# TASK DETAILS
Answer these questions from the film review below:
(a) What is Hart's character's profession?
(b) Which actress plays Joiner's wife Maggie?
(c) Under what code name is Stone accused of being a traitor?

# PASSAGE SHOWN
■ ■ ■
There's enough difference here, of course, to keep Central Intelligence a legally justified ripoff—pardon me, unstated homage—such as the replacement of family ties and a wedding with a classmate bond and a pending reunion, or Hart's character being an accountant rather than a dentist, but the comic-narrative DNA of Andrew Bergman's revered In-Laws script remains unmistakeable. To be fair, though, while Johnson and Hart are no Falk and Arkin, the contemporary stars have both individual comic brio and shared chemistry.

Johnson plays Robby Weirdicht, established in a twenty-years-earlier flashback as an obese misfit partially rescued by Hart's "Most Likely to Succeed" Calvin Joiner, a Big Man on Campus revered as "The Golden Jet." Two decades later, Joiner frets about being "the guy who peaked in high school" as he's passed over for promotion and faces couples counseling with his high-school-sweetheart wife Maggie (Danielle Nicolet). Weirdicht resurfaces, self-reinvented as buff, uber-enthusiastic optimist Bob Stone: still nerdy (given to phraseology like "hunky dory) but now intimidating (his Facebook likes include guns, cinnamon pancakes, and unicorns).

"Stone"'s deliberately bland name belies his CIA agency, currently compromised by accusations that he's a traitor code-named "The Black Badger." On the hunt for Stone is former colleague Pamela Harris (an amusingly deadpan Amy Ryan). It's one of Central Intelligence's considerable strengths that director/co-writer Rawson Marshall Thurber (Dodgeball: A True Underdog Story, We're the Millers) encourages so many players to bring the funny. The usually braying Hart, here winningly restrained, technically plays the "straight man" to zany Johnson, and Ryan the "straight woman" to both leads, but you wouldn't know it from the laughs all three pull.

At nearly two hours, Central Intelligence's character dynamic and predictable formula become wearisome long before every scripted loose end gets neatly tied in a bow. The action, too, suffers as the film drags on, poorly shot and edited in comparison to the an early pair of set pieces establishing Stone's bona fides. At least the fat-shaming joke that kicks off the film quickly yields to an anti-bully theme, and even if the material's not always up to the title's ironic reference to wit, the cast and their director carry the day with a good stock of laughs.
■ ■ ■
[Referring expression data]
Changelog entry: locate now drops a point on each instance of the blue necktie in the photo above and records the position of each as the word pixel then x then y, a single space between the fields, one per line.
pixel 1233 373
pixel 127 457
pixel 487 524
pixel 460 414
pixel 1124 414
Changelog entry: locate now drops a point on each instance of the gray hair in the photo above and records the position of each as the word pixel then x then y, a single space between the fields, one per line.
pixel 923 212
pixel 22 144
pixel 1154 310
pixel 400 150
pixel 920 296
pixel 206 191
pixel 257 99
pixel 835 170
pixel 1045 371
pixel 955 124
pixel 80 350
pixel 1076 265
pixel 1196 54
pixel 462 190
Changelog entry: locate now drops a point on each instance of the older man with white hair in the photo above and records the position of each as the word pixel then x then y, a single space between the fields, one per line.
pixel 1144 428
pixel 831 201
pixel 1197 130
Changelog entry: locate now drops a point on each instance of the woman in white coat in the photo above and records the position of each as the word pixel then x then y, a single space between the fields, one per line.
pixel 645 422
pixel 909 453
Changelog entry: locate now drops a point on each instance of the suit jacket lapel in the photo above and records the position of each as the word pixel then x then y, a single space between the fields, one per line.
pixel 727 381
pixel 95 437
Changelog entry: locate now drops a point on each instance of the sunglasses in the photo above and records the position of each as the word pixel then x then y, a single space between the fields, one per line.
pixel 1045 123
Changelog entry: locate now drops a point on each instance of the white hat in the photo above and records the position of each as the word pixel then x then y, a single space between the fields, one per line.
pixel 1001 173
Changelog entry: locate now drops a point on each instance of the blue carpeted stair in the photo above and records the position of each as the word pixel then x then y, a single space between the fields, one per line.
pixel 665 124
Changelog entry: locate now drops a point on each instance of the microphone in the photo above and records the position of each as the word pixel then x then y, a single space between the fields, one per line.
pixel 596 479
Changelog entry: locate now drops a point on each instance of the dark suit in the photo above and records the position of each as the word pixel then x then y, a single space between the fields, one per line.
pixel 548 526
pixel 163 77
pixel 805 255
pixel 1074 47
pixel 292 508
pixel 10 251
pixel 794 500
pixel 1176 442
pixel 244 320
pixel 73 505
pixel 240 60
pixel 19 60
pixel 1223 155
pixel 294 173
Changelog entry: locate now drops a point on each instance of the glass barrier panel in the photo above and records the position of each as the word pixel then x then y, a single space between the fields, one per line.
■ ■ ■
# YOUR RESPONSE
(a) He is an accountant.
(b) Danielle Nicolet.
(c) "The Black Badger."